3.2. Uncertainty Evolutionary Rules of the Navigational Environment

The navigational environment in a certain accident case usually has a systematic and slow evolution. In fact, considering the timeliness of the navigational environment during accident evolution, the navigational environment does not usually change suddenly in a short period, i.e., there are unlikely to be “jumps” between levels. In some cases, strong wind in a short period may cause instantaneous and significant changes in the navigational environment, although such a scenario was not considered in this study. If a key factor was in the third level of the five-level navigational environment system, it could jump from the third level to the second level or the fourth level or stay at the third level during an accident evolution, but it could not jump to the fifth level or the first level. If a key factor was in the fifth level of a five-level environmental subsystem, it could only jump to the fourth level or stay in the fifth level (Figure 1).

Therefore, the uncertainty state could be determined after the evolutionary rule from the certainty state to the uncertainty state was determined. The uncertainty state sets were:

$$P^{\ast }{}_h=\left(A^{\ast }{}_{1i_1},A^{\ast }{}_{2j_1},A^{\ast }{}_{3k_1},A^{\ast }{}_{4l_1},A^{\ast }{}_{5m_1},A^{\ast }{}_{6n_1}\right)$$

(13)

$$Q^{\ast }{}_h=\left(B^{\ast }{}_{1i_1},B^{\ast }{}_{2j_1},B^{\ast }{}_{3k_1},B^{\ast }{}_{4l_1},B^{\ast }{}_{5m_1},B^{\ast }{}_{6n_1}\right)$$

(14)

What this exercise asks:
1 – Answer these questions from the passage on navigational environment uncertainty rules.
(a) What scenario did the study leave out?
(b) Where can a key factor go from the fifth level of a five-level environmental subsystem?
(c) What equation number does the Q*_h set carry?
2 – According to the navigational environment passage, which levels can a key factor that starts in the third level of the five-level system occupy during an accident evolution? List each one.
3 – Extend the passage on navigational environment uncertainty rules past its final equation.

Coordinate annotation entries:
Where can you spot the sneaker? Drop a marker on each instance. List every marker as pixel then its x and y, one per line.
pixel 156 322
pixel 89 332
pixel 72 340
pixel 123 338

Exercise responses:
1 –
(a) Strong wind over a short period causing instantaneous and significant changes in the navigational environment.
(b) Only to the fourth level, or it stays in the fifth level.
(c) (14)

2 – The second level, the third level and the fourth level.

3 –
3.3. Distance Model between the Uncertainty Evolution and the Ideal Worst Value

The number of the system states that a change from certain to uncertain can be determined on the basis of the relevant evolutionary rules. This quantity changes with the levels of key factors of the certainty state. If the key factors of the system certainty state were mainly at the fifth or first levels, the quantity of the uncertainty evolutionary state decreased. If the key factors of the system’s certain state were mainly in the second, third, or fourth levels, the quantity of the uncertain evolutionary states was approximately 36–729. The collapse distances of the system under all uncertain states were computed, and the average collapse distance ($d^{\ast }$) of an uncertain state was:

$$d^{\ast }(P_h,P_{h\max })={[{\left(A_{1\max }-A^{\ast }{}_{1i_1}\right)}^2+{\left(A_{2\max }-A^{\ast }{}_{2j_1}\right)}^2+\cdots +{\left(A_{6\max }-A^{\ast }{}_{6n_1}\right)}^2]}^{\frac{1}{2}}$$

(15)

$$d^{\ast }(Q_h,Q_{h\max })={[{\left(B_{1\max }-B^{\ast }{}_{1i_1}\right)}^2+{\left(B_{2\max }-B^{\ast }{}_{2j_1}\right)}^2+\cdots +{\left(B_{6\max }-B^{\ast }{}_{6n_1}\right)}^2]}^{\frac{1}{2}}$$

(16)

Supposing the collapse distance of a certain state is $d$ and the average collapse distance of an uncertain state is $d^{\ast }$, the rate of variation in the collapse distance is as follows:

$$\Delta d_P=d(P_h,P_{h\max })-d^{\ast }(P_h,P_{h\max })$$

(17)

$$\Delta d_Q=d(Q_h,Q_{h\max })-d^{\ast }(Q_h,Q_{h\max })$$

(18)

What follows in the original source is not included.